Copy out the rows word for word, starting at the first line and ending with the line that contains "(439, 82), (464, 109)", including that line.

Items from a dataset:
>> begin
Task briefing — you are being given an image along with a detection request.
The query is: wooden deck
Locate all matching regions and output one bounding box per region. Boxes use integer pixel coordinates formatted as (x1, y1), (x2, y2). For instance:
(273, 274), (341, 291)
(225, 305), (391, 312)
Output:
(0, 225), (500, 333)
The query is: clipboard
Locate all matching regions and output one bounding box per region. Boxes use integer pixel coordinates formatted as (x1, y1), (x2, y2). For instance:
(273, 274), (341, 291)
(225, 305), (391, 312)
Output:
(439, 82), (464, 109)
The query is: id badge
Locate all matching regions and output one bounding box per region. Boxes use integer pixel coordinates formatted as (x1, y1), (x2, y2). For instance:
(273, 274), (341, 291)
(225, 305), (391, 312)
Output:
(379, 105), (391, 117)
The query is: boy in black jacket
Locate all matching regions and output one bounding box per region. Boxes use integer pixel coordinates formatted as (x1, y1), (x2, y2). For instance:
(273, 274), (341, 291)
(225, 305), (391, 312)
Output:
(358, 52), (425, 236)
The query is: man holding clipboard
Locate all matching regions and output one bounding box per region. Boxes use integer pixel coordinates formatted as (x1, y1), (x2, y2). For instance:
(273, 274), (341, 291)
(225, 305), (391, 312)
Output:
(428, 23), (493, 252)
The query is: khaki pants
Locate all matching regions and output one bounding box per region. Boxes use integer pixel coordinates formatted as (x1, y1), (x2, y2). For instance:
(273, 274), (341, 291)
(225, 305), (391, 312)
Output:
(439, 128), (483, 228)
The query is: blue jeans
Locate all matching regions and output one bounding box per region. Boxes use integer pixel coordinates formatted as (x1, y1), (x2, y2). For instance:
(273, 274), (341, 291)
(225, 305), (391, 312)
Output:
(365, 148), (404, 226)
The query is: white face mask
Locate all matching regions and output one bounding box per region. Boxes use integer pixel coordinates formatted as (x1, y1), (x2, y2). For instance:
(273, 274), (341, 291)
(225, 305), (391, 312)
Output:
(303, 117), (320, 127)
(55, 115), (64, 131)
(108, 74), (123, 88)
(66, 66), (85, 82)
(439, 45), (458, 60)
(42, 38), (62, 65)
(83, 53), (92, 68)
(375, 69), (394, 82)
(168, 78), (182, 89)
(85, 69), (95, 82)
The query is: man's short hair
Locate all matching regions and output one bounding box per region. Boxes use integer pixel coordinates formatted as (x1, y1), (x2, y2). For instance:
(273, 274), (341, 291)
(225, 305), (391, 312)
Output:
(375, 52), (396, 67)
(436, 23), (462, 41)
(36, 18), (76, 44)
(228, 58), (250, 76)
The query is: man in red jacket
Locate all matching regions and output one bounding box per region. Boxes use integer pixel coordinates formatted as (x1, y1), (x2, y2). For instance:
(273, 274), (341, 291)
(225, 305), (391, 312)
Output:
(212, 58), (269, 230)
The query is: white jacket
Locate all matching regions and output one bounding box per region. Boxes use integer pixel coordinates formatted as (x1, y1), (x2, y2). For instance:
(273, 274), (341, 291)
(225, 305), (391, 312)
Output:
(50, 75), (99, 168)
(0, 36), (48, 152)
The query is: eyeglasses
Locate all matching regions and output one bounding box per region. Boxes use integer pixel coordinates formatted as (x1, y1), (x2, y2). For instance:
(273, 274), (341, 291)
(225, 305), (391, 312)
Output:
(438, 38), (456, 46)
>> end
__Output below__:
Task briefing — you are being given an image along with a detection request.
The query is: wooden deck
Locate all matching regions and output one bounding box per region. Boxes use integer pixel coordinates formatted as (x1, y1), (x2, y2). For instance:
(273, 274), (341, 291)
(225, 305), (391, 312)
Output:
(0, 225), (500, 333)
The query is: clipboard
Locate all matching regions and output one bounding box per region. Boxes use integer pixel coordinates formatted as (x1, y1), (x2, y2). For instance:
(273, 274), (341, 291)
(225, 305), (391, 312)
Output:
(439, 82), (464, 109)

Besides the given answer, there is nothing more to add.